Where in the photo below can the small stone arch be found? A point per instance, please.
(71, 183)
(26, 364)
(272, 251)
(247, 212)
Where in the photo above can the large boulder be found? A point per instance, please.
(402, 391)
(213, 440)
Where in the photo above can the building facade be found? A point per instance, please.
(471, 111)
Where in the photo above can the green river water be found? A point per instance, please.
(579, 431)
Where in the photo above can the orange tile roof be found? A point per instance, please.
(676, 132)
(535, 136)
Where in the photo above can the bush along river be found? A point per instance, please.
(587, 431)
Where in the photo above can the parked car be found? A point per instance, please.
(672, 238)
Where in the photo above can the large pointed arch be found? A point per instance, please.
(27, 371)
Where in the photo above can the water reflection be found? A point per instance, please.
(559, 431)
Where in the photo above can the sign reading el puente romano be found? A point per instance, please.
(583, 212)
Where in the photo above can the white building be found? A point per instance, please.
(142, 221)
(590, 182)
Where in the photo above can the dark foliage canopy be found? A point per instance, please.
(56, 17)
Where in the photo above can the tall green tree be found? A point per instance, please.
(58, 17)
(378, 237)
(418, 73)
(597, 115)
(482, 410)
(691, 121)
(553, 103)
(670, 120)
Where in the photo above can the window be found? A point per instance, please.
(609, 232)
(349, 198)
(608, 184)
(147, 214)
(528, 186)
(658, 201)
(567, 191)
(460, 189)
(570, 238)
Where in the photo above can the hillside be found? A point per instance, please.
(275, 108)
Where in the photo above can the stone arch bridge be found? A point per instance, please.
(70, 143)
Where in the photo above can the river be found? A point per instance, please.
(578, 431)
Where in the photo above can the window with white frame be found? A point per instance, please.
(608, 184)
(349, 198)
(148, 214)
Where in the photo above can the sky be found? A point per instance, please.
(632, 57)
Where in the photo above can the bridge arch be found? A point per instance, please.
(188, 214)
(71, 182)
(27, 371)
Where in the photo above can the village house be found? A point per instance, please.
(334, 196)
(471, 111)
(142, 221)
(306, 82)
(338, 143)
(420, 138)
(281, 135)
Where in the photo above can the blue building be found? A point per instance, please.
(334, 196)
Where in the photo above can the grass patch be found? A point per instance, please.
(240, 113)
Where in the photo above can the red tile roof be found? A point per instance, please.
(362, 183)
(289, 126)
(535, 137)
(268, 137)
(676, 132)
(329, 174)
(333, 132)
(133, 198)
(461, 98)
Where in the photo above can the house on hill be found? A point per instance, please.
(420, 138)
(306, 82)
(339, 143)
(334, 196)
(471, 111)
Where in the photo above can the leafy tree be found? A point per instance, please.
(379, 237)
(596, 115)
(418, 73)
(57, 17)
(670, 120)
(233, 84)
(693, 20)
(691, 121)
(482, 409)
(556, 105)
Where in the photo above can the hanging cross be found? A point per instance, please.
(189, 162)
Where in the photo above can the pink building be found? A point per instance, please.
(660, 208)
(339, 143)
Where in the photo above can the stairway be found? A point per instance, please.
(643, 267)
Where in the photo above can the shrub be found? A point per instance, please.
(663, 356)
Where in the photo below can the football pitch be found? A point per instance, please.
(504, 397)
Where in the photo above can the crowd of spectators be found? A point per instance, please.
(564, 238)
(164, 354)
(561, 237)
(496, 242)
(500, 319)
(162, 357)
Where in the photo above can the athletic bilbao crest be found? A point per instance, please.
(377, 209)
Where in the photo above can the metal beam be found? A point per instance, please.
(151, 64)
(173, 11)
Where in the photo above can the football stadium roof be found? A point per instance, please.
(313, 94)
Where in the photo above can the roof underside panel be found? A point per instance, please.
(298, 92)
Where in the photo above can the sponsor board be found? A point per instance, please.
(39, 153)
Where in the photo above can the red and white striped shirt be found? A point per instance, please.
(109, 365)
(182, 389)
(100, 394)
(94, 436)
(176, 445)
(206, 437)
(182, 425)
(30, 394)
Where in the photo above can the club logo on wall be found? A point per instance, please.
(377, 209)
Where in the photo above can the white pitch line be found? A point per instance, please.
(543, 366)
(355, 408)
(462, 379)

# # # # # # #

GIVEN TASK ▸
Please copy the records above word for word, starting at the line containing "Where in the photo above can the crowd" and continuing through the final line of the records, with both of those lines included.

TASK RESULT ▸
Where in the photo above can the crowd of spectators be found? A point per instance, please.
(564, 238)
(164, 354)
(561, 237)
(496, 242)
(500, 319)
(162, 357)
Where in the photo above can the athletic bilbao crest be found? A point per instance, please.
(377, 209)
Where in the photo above can the metal beam be found? A point per instance, please.
(151, 64)
(173, 11)
Where in the photo above can the football stadium roof be found? A point per instance, please.
(313, 94)
Where in the photo above can the roof underside panel be found? A point per instance, please.
(298, 92)
Where in the photo above can the sponsor board be found? A point per instance, please.
(39, 153)
Where in the photo above can the red and white striped shirt be found? A point per instance, please.
(109, 365)
(182, 389)
(100, 394)
(94, 436)
(176, 445)
(206, 437)
(182, 425)
(30, 394)
Where in the photo above can the club logo on wall be found? A point per instance, please.
(377, 209)
Where in the photo above can the white pitch line be found? A point per instance, please.
(543, 366)
(355, 408)
(462, 379)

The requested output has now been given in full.